Kutipan Dokumen >>
┌──

|
Saya punya pandangan dan kesan
pribadi terhadap saudara-saudara kita dari Indonesia Timur. Sekali lagi, kesan
pribadi, sehingga sifatnya sangat subyektif. Saya sering terharu dengan
kecakapan berbahasa Indonesia mereka. Pribadi-pribadi yang saya kenal dari
Flores, misalnya, umumnya berbahasa Indonesia dengan sangat bagus meski daerah
mereka—kita semua tahu—terbilang sangat tertinggal. Kemakmuran Indonesia selama
ini seakan cuma diborong oleh Pondok Indah, Kemang, Bintaro, BSD, dan
kantong-kantong lain di Jakarta yang tengah dan terus berkembang.

└──

Petunjuk Tugas >>
1. Tuliskan semua baris dalam daftar di bawah yang memuat kata "stage".
2. Teruskan bagian berikutnya dari tulisan di atas tentang kecakapan berbahasa Indonesia saudara-saudara dari Indonesia Timur, mulai sesudah kalimat terakhirnya.

Daftar Masukan >>
┌──

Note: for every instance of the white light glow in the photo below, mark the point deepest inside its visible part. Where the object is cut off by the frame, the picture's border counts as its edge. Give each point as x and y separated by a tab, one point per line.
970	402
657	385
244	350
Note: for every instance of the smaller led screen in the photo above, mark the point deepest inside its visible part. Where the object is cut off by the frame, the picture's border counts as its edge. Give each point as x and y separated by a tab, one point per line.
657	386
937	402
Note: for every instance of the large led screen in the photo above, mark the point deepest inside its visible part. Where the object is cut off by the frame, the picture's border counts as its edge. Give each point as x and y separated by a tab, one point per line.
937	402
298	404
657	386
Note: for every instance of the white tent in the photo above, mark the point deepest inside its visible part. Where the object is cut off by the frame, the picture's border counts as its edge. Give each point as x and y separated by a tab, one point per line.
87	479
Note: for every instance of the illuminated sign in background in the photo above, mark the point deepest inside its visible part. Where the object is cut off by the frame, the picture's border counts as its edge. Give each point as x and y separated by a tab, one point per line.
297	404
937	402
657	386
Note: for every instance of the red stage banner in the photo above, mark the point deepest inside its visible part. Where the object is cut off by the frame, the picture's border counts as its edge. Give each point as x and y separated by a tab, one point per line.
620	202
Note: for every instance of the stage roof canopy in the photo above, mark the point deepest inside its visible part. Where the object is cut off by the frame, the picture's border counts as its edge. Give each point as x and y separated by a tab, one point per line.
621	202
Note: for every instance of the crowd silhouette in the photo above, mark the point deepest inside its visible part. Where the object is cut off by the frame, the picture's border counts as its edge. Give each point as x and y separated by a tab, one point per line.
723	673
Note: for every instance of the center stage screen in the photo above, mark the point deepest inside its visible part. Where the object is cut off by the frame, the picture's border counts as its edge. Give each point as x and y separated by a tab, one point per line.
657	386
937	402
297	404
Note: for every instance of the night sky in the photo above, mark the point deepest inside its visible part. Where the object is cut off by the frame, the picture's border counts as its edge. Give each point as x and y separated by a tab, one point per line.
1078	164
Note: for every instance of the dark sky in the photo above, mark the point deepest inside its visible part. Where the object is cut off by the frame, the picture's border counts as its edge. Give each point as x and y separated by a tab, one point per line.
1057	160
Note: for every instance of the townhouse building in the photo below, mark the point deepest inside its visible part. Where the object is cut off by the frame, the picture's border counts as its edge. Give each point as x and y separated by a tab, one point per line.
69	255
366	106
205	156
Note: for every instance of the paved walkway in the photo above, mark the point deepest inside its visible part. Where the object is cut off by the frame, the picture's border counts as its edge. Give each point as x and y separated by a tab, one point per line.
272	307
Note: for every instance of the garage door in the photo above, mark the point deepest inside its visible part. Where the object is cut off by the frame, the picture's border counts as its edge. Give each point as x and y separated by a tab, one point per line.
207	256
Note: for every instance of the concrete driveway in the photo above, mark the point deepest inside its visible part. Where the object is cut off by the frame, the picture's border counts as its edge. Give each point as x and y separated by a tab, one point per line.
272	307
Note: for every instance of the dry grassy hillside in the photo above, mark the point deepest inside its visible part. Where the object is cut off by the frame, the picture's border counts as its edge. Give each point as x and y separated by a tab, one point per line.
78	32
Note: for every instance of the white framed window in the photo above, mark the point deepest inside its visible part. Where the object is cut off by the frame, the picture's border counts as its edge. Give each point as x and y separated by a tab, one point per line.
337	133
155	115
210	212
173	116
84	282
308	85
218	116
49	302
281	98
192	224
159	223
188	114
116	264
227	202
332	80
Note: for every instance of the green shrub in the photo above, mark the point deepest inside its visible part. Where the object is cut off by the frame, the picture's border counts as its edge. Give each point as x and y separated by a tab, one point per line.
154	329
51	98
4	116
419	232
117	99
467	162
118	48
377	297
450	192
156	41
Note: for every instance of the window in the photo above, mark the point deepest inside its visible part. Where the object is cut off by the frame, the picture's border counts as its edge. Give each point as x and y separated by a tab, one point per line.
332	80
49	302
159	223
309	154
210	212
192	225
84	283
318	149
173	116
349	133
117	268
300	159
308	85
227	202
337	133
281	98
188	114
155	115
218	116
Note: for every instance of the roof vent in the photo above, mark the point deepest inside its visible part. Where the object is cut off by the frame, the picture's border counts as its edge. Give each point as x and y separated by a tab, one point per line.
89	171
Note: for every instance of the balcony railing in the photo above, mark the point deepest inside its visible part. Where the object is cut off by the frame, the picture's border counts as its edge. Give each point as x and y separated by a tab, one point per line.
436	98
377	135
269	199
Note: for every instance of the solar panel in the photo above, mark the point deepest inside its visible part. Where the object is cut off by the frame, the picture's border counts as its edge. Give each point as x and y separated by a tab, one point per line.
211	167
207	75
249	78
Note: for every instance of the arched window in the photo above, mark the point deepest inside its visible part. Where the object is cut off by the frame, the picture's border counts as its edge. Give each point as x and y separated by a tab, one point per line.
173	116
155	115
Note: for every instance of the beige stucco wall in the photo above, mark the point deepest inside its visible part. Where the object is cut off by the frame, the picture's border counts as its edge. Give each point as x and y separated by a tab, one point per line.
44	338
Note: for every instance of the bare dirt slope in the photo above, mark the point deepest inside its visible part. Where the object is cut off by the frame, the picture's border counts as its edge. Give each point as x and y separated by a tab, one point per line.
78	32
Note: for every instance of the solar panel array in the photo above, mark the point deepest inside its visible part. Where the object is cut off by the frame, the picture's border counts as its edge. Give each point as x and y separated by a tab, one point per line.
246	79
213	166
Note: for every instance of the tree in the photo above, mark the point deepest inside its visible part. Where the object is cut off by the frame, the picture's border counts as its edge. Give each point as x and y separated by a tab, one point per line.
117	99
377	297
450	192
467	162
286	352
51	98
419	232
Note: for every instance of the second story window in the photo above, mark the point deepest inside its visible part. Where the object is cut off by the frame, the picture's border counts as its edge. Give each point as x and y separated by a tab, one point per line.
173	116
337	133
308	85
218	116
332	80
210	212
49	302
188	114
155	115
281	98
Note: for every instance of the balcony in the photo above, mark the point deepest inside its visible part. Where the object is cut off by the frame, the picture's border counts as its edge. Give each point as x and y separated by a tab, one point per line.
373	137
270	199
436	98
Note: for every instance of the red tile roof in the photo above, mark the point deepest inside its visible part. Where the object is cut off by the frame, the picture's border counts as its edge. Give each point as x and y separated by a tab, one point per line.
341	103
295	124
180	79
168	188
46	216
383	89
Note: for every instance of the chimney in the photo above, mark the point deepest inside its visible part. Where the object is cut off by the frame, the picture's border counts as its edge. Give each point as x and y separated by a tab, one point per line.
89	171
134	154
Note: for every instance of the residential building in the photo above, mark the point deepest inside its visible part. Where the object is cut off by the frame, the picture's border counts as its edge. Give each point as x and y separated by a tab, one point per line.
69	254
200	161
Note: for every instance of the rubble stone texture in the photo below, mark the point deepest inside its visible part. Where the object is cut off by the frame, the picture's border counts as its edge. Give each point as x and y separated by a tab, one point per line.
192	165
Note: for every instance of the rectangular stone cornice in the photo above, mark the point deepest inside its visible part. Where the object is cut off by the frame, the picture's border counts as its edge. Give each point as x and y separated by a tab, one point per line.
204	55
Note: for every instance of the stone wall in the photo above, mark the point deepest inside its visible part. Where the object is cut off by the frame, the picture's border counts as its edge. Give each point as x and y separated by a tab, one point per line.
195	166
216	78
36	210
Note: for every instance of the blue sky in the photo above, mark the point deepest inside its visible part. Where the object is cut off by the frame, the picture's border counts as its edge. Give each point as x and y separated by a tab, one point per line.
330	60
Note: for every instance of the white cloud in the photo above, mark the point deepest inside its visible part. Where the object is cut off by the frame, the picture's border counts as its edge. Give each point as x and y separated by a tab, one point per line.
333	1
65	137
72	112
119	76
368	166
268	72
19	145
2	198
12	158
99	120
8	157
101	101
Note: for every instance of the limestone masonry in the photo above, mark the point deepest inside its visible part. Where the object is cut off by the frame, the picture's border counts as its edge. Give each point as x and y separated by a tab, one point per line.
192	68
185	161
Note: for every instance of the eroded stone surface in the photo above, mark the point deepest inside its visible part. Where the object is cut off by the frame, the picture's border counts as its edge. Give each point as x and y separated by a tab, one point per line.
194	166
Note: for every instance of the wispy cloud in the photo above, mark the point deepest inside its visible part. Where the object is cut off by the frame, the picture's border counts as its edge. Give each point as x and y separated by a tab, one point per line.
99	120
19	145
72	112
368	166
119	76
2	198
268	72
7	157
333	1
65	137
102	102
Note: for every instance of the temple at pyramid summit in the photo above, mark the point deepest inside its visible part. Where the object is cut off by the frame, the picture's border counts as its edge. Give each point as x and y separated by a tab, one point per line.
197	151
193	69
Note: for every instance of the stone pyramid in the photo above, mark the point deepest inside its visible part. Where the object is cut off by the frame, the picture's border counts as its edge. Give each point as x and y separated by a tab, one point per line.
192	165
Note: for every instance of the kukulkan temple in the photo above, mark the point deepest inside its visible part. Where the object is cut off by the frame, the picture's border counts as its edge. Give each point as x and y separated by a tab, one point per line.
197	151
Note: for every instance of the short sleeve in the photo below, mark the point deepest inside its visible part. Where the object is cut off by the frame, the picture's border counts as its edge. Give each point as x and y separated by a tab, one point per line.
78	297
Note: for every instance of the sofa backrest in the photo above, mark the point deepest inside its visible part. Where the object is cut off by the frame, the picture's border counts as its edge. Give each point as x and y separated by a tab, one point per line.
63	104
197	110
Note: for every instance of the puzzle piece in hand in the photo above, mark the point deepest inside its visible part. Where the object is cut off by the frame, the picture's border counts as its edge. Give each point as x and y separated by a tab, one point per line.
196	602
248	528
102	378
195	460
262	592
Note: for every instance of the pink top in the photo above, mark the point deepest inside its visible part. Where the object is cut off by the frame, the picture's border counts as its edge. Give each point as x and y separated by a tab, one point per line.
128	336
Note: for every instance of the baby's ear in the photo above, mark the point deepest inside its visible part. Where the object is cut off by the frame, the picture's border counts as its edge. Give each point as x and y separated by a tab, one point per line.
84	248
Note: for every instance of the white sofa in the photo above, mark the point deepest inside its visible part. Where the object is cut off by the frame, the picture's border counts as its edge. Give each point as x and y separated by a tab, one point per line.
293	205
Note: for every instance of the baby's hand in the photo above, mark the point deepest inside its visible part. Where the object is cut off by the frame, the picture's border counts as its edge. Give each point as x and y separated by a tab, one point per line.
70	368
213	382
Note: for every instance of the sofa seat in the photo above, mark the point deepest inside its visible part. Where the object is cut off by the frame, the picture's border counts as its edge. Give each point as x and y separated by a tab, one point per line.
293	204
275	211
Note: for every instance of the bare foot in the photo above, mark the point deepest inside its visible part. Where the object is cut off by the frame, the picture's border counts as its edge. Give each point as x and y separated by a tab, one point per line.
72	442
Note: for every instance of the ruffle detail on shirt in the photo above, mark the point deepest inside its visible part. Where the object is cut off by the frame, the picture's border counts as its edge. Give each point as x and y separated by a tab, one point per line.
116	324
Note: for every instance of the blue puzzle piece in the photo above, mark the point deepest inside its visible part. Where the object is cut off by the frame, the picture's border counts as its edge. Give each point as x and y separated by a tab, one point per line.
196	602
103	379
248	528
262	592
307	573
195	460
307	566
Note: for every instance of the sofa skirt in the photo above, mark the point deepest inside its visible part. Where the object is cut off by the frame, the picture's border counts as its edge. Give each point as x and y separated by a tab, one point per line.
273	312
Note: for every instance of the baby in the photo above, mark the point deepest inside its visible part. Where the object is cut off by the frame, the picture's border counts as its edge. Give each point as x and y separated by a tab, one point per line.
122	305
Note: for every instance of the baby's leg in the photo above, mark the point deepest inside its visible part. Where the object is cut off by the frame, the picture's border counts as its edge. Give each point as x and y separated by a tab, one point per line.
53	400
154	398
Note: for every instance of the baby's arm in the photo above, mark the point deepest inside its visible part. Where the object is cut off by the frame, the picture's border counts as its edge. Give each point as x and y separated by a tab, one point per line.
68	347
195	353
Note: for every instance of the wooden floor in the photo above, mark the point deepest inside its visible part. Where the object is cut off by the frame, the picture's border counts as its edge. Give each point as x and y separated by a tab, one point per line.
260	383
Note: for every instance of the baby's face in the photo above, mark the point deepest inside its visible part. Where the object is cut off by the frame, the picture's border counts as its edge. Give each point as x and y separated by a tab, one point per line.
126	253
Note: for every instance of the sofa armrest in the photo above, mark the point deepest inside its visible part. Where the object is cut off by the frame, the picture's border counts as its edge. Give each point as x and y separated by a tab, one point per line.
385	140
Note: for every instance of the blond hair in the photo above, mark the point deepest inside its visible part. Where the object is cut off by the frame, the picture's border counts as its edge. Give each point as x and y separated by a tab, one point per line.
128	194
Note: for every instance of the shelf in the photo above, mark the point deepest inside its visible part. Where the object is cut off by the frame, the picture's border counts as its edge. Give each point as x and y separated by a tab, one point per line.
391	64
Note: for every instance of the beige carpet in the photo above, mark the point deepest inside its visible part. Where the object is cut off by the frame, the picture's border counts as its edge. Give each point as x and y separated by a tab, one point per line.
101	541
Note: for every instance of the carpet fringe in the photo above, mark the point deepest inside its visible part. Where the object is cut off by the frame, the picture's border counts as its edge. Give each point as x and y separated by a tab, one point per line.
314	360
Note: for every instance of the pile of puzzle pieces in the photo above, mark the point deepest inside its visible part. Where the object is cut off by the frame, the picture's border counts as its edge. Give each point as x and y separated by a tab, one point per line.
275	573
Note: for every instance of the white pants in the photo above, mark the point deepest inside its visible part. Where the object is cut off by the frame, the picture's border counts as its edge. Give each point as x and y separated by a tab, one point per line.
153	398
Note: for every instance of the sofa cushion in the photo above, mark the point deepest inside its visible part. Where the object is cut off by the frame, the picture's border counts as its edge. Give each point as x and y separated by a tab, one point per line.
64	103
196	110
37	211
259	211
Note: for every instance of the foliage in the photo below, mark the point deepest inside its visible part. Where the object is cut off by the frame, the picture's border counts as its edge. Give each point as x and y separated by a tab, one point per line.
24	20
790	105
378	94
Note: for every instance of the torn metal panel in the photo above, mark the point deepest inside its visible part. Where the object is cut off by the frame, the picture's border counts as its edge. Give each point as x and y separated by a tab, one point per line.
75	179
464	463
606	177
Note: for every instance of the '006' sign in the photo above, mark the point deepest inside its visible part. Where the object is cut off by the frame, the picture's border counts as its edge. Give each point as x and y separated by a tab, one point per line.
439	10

└──

Jawaban per Tugas >>
1.
Note: for every instance of the red stage banner in the photo above, mark the point deepest inside its visible part. Where the object is cut off by the frame, the picture's border counts as its edge. Give each point as x and y separated by a tab, one point per line.
Note: for every instance of the stage roof canopy in the photo above, mark the point deepest inside its visible part. Where the object is cut off by the frame, the picture's border counts as its edge. Give each point as x and y separated by a tab, one point per line.
Note: for every instance of the center stage screen in the photo above, mark the point deepest inside its visible part. Where the object is cut off by the frame, the picture's border counts as its edge. Give each point as x and y separated by a tab, one point per line.

2.
Memperingati Sumpah Pemuda lalu,
Daniel Dhakidae dari majalah Prisma mengajak saya menjadi salah satu
pembicara dalam seminar bahasa yang mereka selenggarakan. Daniel, seperti Ignas
Kleden yang juga pembicara, sama-sama berasal dari Flores. Dulu, tahun
1970-an, Prisma adalah majalah yang ditunggu-tunggu kalangan akademik
dan siapa saja yang berminat pada pemikiran. Khusus bagi saya, pada zamannya
majalah ini ikut menumbuhkan minat saya pada ilmu-ilmu sosial.
Hanya saja dalam seminar yang
mereka rancang tadi, saya katakan bahwa saya tidak lagi berminat pada ilmu-ilmu
sosial sebagai referensi. Apalagi pada formalitas ilmu-ilmu politik. Kalau toh
saya menggunakan istilah politik, terus terang saya memaksudkannya sebagai
politik tubuh, yang saya ”impor” dari institut olah tubuh Persatuan Gerak Badan
Bangau Putih. Mereka tak berkeberatan.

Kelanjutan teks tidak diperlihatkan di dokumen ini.